Dataset entries
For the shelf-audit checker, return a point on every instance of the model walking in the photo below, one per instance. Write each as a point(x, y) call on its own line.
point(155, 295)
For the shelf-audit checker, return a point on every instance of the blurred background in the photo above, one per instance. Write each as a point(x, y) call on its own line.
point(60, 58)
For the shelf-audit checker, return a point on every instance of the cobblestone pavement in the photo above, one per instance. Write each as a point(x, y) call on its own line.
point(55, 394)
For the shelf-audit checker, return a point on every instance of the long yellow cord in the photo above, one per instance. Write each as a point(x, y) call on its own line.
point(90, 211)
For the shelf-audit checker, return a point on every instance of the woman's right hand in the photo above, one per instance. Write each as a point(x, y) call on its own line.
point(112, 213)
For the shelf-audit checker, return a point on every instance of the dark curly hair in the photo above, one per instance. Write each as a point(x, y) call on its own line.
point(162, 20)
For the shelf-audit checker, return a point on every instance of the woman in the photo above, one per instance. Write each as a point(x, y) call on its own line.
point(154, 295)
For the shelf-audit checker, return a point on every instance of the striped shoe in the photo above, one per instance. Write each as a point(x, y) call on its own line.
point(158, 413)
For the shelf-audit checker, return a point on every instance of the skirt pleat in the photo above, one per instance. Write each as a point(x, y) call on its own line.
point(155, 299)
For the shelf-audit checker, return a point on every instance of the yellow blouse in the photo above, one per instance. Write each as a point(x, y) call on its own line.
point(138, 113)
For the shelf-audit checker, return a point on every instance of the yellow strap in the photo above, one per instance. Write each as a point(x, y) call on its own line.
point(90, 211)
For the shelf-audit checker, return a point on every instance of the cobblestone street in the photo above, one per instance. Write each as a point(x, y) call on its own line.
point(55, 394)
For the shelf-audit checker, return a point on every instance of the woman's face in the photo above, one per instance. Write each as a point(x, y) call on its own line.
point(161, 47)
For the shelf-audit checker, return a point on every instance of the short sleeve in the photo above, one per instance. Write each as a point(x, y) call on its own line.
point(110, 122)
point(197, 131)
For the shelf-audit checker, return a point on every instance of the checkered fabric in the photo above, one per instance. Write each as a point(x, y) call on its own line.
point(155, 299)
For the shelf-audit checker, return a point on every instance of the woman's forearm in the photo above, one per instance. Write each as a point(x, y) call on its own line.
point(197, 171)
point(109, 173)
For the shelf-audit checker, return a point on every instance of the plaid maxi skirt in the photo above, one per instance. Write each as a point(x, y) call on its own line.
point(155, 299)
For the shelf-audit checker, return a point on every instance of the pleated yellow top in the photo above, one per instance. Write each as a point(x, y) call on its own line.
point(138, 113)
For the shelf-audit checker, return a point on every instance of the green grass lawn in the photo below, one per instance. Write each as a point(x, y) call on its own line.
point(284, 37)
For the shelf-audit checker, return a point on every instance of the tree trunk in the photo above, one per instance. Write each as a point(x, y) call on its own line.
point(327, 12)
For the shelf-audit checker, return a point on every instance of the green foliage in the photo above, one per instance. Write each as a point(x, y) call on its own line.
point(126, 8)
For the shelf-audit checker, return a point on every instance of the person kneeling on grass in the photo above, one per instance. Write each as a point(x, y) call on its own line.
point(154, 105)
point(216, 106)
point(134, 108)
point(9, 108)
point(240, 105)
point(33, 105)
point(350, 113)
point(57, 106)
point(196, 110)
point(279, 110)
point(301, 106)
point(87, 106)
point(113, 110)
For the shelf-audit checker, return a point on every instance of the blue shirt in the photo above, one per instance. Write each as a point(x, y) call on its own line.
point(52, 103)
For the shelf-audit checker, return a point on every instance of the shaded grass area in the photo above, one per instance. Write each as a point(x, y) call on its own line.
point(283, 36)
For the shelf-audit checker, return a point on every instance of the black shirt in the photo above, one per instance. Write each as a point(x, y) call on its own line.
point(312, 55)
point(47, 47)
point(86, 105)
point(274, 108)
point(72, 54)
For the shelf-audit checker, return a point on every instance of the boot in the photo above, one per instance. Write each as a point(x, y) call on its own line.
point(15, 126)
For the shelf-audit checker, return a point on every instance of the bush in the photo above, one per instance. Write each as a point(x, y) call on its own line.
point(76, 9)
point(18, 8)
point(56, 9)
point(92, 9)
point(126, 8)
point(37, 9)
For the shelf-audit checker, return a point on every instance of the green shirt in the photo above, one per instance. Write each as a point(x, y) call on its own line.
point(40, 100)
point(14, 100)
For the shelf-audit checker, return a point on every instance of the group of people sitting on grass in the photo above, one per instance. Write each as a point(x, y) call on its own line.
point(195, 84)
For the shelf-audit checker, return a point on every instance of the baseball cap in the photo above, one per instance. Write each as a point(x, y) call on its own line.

_ASSIGNMENT_
Every entry is to be transcribed exactly as it stands.

_OUTPUT_
For the shelf-audit checker, return a point on every instance of the model walking in the photo below, one per instance. Write each as a point(x, y) call on its own line.
point(155, 295)
For the shelf-audit checker, return a point on every instance of the blurred background in the photo above, one per instance. Write each as a point(x, y) call on its own line.
point(60, 58)
For the shelf-audit checker, return a point on every instance of the cobblestone pavement in the photo above, one per instance. Write each as a point(x, y) call on its own line.
point(55, 394)
For the shelf-audit checker, return a point on every instance of the long yellow cord in the photo above, one per instance. Write each as a point(x, y) call on its own line.
point(90, 211)
For the shelf-audit checker, return a point on every instance of the woman's right hand in the photo above, one per instance. Write each as a point(x, y) call on its own line.
point(112, 213)
For the shelf-audit checker, return a point on every instance of the dark curly hair in the photo above, one per instance. Write each as a point(x, y) call on its own line.
point(162, 20)
For the shelf-audit checker, return a point on every instance of the woman in the photo above, one per instance. Write each as a point(x, y) call on its own line.
point(154, 295)
For the shelf-audit checker, return a point on every instance of the striped shoe in the photo above, one per instance. Write each as a point(x, y) call on its own line.
point(158, 413)
For the shelf-audit checker, return a point on every instance of the skirt pleat in the photo above, one per instance. Write each as a point(x, y) call on its own line.
point(155, 299)
For the shelf-audit checker, return a point on every instance of the yellow blouse in the photo above, one per instance. Write each as a point(x, y) call on its own line.
point(138, 113)
For the shelf-audit checker, return a point on every instance of the yellow strap in the photo above, one per instance. Write each as a point(x, y) call on its own line.
point(90, 211)
For the shelf-audit checker, return a point on every instance of the cobblestone street in the photo above, one per instance. Write each as a point(x, y) call on its own line.
point(55, 394)
For the shelf-audit checker, return a point on every instance of the woman's face in the photo above, one per instance. Write each as a point(x, y) call on its own line.
point(161, 47)
For the shelf-audit checker, return a point on every instance of the short sleeve in the photo above, one per instance. Write each as a point(x, y) call on its own line.
point(110, 122)
point(197, 131)
For the shelf-audit checker, return a point on every instance of the checkered fabric in the photo above, one per instance. Write each as a point(x, y) call on its own line.
point(155, 299)
For the shelf-audit checker, return a point on every instance of the woman's forearm in the photo above, one per instance. Write each as a point(x, y) call on its own line.
point(197, 171)
point(109, 173)
For the shelf-audit checker, return a point on every instance of the plaid maxi skirt in the photo above, one per instance. Write each as a point(x, y) call on its own line.
point(155, 299)
For the shelf-audit checker, return a point on every instance of the pleated yellow top in the photo above, one per instance. Write each as a point(x, y) call on its own line.
point(138, 113)
For the shelf-audit checker, return a point on every instance of the green grass lawn in the photo below, one per instance. Write each as a point(x, y) call on its own line.
point(284, 37)
For the shelf-audit checker, return a point on every instance of the tree trunk in the photo above, one per instance. Write each as a point(x, y) call on its own line.
point(327, 12)
For the shelf-audit checker, return a point on every instance of the green foliage in the photo above, one per instance. Write each as a point(x, y) call on its own line.
point(126, 8)
For the shelf-audit checker, return a point on every instance of the person kneeling on grass in the photo above, one per instance. Write each as a point(x, y) call on its own line.
point(154, 105)
point(216, 106)
point(134, 108)
point(9, 108)
point(240, 105)
point(33, 105)
point(350, 113)
point(57, 106)
point(196, 110)
point(279, 110)
point(301, 106)
point(87, 106)
point(113, 110)
For the shelf-audit checker, return a point on every instance of the blue shirt in the photo above, one per instance. Write each as a point(x, y) call on its own line.
point(52, 103)
For the shelf-audit checker, return a point on every instance of the shaded grass area in the photo above, one per instance. Write each as a point(x, y) call on its own line.
point(283, 36)
For the shelf-audit checker, return a point on every instance of the black shirt in the photo above, one per instance. Write each as a point(x, y) call on its own line.
point(312, 55)
point(47, 47)
point(86, 105)
point(274, 108)
point(72, 54)
For the shelf-audit checker, return a point on every instance of the boot in the photo above, one per instance. Write each as a point(x, y) call on its own line.
point(15, 126)
For the shelf-audit checker, return a point on every instance of the bush in the photo above, one per instance. Write each as a point(x, y) call on its own line.
point(76, 9)
point(18, 8)
point(56, 9)
point(92, 9)
point(126, 8)
point(37, 9)
For the shelf-audit checker, return a point on every instance of the green shirt in the photo above, one per instance. Write each as a point(x, y) call on its own line.
point(40, 100)
point(14, 100)
For the shelf-audit checker, return a point on every instance of the group of people sitting on grass in the photo above, one per instance. Write each as a point(x, y) call on its own line.
point(195, 84)
For the shelf-audit checker, return a point on every instance of the baseball cap in the photo above, one per instance. Write each as a point(x, y) call on its own line.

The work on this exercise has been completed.